**EXERCISE INSTRUCTIONS**.
Every line in the listing that holds "green" counts once; state the total and nothing more.

++++ SOURCE DATA ++++

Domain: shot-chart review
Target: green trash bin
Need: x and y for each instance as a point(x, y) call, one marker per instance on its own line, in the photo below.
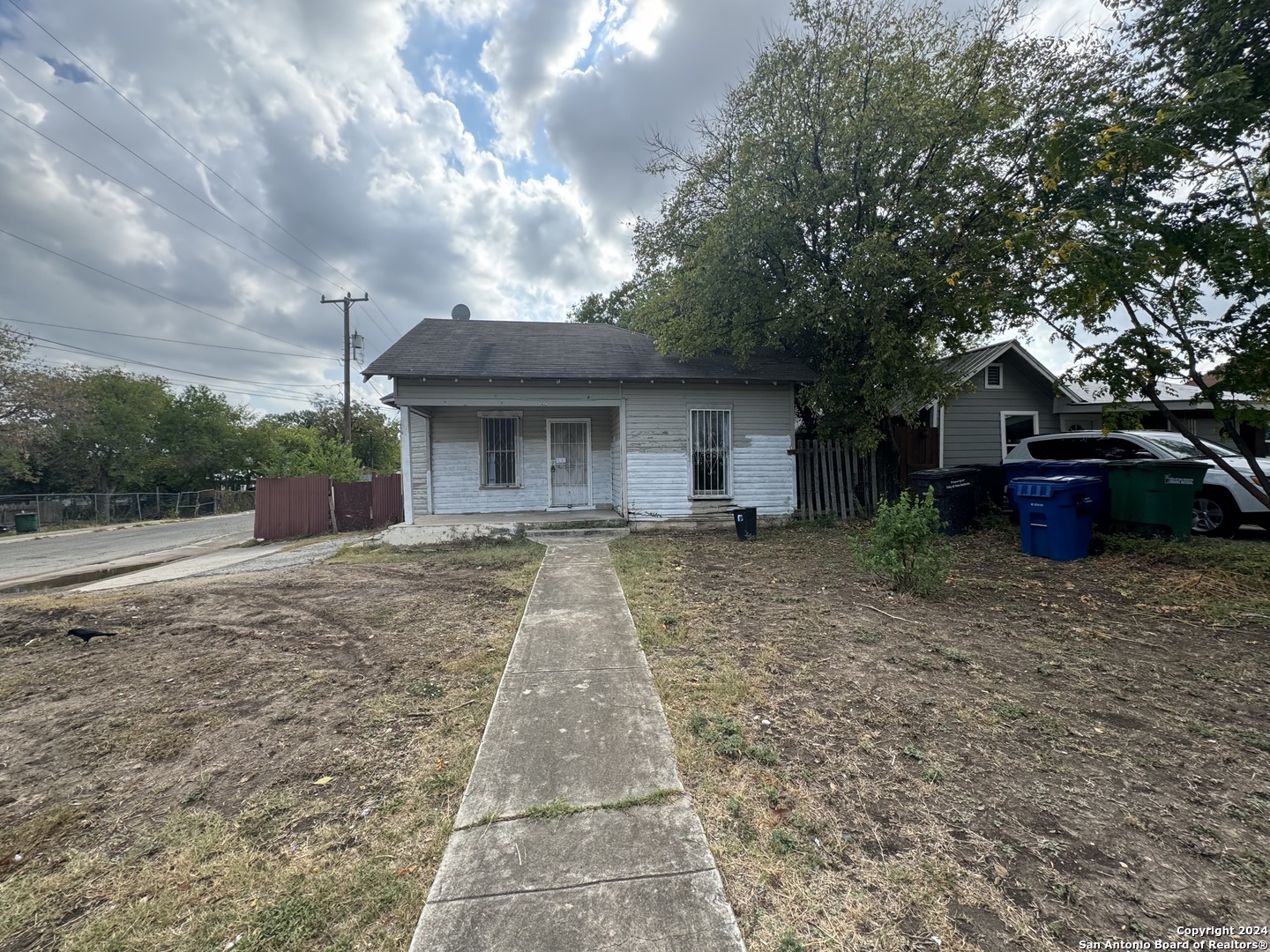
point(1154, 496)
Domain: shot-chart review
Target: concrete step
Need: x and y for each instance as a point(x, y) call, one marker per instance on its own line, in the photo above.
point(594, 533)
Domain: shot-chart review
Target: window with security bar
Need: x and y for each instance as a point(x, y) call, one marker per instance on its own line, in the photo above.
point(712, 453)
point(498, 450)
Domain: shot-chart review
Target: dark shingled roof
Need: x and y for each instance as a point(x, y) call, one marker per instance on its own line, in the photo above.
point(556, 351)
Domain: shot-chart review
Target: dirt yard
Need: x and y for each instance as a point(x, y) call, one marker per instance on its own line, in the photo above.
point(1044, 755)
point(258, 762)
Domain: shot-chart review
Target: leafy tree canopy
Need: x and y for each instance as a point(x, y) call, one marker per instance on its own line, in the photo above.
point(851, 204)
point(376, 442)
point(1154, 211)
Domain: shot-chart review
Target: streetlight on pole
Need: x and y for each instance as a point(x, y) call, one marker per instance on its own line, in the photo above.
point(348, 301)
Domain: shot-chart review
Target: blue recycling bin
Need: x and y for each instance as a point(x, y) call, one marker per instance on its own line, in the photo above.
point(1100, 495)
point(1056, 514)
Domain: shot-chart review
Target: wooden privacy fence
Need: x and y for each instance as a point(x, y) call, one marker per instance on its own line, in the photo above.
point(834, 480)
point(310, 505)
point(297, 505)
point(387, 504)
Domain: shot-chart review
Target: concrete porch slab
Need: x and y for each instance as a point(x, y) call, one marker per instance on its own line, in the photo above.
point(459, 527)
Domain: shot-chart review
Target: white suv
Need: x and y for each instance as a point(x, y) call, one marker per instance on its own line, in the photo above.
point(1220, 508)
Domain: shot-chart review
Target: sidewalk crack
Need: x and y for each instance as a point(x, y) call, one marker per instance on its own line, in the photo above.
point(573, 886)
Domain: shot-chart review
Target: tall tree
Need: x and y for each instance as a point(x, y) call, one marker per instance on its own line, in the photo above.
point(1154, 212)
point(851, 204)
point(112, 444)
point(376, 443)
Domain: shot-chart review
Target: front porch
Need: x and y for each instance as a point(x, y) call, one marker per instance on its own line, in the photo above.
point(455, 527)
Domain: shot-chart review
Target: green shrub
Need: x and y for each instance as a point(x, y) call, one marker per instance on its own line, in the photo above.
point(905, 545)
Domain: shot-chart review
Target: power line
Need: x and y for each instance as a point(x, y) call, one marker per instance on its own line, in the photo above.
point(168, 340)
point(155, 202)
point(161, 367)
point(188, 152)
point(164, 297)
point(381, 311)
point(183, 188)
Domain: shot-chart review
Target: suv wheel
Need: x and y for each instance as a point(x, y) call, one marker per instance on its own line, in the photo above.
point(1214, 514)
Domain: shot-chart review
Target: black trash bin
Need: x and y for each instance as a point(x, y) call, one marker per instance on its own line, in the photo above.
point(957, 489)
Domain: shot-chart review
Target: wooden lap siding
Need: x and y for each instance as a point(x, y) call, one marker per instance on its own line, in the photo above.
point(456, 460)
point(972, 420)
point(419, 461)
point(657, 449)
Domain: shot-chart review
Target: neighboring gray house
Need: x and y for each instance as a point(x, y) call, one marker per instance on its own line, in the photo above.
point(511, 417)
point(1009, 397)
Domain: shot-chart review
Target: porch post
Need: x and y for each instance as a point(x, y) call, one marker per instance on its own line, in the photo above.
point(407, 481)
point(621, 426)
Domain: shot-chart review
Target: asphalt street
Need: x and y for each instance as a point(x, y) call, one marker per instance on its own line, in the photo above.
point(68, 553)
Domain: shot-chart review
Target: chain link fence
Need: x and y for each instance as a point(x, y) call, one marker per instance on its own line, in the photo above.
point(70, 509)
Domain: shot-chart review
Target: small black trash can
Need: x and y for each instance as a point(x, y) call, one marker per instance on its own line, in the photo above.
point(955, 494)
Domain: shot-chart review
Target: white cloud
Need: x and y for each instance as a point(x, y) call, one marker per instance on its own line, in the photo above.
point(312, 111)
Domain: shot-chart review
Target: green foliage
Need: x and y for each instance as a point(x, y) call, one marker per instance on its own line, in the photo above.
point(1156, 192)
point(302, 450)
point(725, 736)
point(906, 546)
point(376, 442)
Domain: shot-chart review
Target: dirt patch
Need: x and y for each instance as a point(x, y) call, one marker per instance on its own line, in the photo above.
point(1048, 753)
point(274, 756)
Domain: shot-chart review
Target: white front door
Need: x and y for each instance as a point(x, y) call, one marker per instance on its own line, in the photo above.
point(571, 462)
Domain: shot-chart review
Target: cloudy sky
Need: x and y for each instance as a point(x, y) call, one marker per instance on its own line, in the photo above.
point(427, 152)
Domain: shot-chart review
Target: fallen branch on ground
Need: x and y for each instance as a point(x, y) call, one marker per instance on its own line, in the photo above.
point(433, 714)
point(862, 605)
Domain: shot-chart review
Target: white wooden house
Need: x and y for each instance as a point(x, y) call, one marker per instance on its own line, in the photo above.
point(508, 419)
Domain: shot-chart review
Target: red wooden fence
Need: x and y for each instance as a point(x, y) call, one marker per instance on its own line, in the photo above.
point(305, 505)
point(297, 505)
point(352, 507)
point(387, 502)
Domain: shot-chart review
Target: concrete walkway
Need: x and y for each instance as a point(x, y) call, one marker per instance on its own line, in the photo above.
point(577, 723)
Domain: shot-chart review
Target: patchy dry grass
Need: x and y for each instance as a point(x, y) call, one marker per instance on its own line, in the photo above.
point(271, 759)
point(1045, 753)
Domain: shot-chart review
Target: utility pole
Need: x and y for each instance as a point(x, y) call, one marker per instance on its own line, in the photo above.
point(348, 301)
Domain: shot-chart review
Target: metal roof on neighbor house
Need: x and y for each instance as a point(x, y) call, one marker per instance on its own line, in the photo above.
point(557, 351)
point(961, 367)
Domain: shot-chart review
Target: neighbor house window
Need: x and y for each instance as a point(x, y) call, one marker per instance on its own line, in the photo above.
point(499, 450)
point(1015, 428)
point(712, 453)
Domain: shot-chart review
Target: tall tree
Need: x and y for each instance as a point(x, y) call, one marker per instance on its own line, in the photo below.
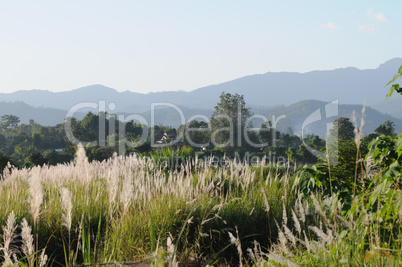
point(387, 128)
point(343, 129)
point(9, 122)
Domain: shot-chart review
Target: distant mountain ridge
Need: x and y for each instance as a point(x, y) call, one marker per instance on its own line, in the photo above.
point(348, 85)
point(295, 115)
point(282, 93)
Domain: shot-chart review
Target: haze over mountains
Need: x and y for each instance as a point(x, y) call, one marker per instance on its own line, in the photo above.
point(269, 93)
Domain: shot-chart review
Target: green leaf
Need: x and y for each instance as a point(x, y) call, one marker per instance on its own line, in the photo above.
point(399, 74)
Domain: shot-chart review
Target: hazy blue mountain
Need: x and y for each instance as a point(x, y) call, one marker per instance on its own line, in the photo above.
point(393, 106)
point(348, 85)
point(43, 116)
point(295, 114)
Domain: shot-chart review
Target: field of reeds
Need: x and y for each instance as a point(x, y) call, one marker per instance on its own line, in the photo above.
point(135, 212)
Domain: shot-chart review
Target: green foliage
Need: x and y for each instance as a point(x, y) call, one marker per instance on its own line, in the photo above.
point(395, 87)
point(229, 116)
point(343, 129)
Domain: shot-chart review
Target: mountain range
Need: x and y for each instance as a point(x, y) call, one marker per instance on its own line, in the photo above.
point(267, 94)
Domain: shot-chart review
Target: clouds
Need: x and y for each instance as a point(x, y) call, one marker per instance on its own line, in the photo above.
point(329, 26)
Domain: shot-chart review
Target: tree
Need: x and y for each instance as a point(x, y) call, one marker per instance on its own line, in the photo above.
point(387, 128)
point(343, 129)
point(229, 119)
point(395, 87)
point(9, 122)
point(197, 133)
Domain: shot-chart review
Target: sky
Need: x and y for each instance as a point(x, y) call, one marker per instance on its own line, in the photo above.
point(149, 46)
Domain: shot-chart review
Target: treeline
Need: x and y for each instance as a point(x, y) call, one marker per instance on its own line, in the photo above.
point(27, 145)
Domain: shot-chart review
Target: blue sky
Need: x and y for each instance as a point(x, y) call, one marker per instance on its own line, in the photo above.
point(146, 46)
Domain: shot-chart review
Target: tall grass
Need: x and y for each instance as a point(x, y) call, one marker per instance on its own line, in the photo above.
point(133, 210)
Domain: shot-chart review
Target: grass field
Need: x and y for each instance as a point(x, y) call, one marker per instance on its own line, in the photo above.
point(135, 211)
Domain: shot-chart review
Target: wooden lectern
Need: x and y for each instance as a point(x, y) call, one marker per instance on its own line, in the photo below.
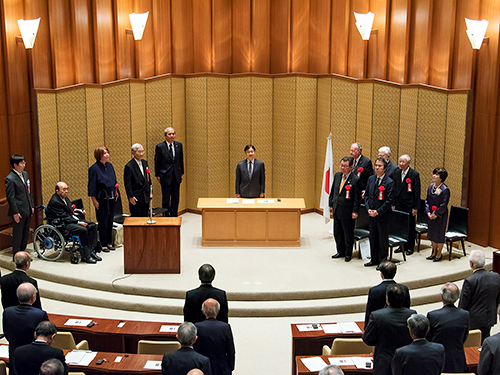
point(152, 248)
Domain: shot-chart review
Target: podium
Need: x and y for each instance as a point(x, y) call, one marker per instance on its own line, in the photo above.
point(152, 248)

++++
++++ SOURCE DATA ++++

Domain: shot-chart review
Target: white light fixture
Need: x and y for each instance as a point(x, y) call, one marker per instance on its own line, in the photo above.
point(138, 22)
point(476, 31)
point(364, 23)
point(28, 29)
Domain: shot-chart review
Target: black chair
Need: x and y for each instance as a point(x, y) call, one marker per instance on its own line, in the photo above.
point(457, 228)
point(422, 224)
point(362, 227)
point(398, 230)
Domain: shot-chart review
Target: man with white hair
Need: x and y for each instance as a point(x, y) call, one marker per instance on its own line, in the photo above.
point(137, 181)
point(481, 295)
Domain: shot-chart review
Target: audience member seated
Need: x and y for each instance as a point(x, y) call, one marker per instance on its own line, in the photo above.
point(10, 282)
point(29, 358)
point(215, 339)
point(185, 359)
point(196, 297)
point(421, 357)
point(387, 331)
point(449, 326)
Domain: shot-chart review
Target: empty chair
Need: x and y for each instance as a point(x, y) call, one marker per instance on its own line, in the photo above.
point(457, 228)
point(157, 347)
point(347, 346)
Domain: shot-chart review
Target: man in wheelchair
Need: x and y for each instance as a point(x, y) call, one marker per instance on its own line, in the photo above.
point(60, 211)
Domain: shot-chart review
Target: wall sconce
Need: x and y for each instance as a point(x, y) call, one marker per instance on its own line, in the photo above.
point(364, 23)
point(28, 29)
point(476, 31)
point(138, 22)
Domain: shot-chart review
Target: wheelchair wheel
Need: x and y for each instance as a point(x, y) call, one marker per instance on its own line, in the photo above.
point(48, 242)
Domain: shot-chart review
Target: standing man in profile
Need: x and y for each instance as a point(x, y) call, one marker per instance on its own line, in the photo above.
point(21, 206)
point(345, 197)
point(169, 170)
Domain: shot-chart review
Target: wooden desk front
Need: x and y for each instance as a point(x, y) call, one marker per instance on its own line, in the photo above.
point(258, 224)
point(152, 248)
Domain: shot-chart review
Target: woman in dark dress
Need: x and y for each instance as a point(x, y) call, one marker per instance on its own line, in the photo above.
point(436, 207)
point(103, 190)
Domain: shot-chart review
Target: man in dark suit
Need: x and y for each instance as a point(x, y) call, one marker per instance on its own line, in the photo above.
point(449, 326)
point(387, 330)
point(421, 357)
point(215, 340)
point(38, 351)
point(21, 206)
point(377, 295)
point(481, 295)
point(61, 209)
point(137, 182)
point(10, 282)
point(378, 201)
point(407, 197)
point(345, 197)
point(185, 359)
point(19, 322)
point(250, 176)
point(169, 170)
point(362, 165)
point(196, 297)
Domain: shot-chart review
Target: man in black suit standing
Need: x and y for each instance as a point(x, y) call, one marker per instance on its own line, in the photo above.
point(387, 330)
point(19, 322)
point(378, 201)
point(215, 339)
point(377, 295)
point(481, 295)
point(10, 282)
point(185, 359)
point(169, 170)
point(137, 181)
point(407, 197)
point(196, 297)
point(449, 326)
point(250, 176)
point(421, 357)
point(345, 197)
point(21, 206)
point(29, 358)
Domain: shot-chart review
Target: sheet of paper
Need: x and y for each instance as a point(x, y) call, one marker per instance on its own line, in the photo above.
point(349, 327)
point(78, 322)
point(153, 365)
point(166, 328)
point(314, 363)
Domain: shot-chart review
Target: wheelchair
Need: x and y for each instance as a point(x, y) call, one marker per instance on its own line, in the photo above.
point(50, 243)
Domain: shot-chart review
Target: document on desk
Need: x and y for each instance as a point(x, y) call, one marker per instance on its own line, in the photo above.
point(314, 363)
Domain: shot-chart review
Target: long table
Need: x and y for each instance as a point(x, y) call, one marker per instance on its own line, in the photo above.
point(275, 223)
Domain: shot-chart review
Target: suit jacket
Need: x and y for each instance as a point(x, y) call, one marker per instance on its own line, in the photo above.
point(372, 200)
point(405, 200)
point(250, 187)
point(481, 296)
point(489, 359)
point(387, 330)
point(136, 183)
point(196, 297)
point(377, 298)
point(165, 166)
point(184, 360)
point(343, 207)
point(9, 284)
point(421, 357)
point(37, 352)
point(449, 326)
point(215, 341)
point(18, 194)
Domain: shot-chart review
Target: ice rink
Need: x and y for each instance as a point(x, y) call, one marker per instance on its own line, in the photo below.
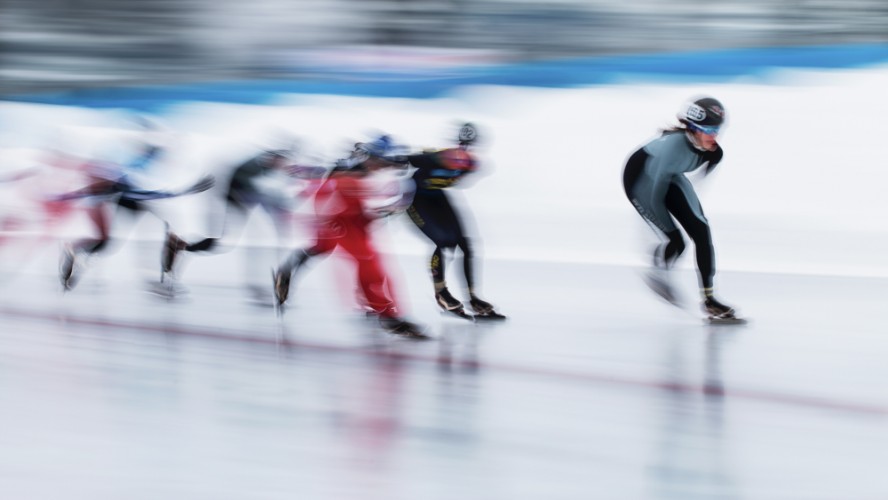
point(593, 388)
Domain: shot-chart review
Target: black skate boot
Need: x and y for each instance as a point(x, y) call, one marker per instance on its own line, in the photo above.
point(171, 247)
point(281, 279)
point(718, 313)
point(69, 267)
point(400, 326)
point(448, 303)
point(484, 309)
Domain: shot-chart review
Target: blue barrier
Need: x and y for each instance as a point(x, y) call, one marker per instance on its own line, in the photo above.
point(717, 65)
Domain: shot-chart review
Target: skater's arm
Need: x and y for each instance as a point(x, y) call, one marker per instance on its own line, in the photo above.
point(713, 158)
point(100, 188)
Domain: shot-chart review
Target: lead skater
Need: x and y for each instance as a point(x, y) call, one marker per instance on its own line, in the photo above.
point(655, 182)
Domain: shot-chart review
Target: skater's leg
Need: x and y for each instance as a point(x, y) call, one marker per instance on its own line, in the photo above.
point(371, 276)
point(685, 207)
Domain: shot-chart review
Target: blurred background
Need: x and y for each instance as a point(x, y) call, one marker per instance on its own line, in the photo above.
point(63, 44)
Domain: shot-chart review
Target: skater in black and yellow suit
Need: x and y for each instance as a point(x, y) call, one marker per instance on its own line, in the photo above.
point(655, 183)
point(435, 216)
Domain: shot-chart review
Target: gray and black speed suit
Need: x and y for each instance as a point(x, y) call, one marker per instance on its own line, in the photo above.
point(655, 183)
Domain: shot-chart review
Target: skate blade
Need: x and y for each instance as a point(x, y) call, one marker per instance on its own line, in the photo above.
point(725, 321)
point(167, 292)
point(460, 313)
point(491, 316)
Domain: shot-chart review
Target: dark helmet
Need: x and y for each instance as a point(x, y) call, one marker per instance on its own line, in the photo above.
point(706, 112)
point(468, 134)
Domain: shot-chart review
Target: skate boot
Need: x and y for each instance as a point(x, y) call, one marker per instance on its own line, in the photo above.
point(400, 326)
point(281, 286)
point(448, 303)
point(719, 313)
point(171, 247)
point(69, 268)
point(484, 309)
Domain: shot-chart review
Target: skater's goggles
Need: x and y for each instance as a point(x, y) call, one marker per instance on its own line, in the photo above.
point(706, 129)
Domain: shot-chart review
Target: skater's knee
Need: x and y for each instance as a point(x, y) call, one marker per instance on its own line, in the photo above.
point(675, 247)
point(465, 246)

++++

**FINAL ANSWER**.
5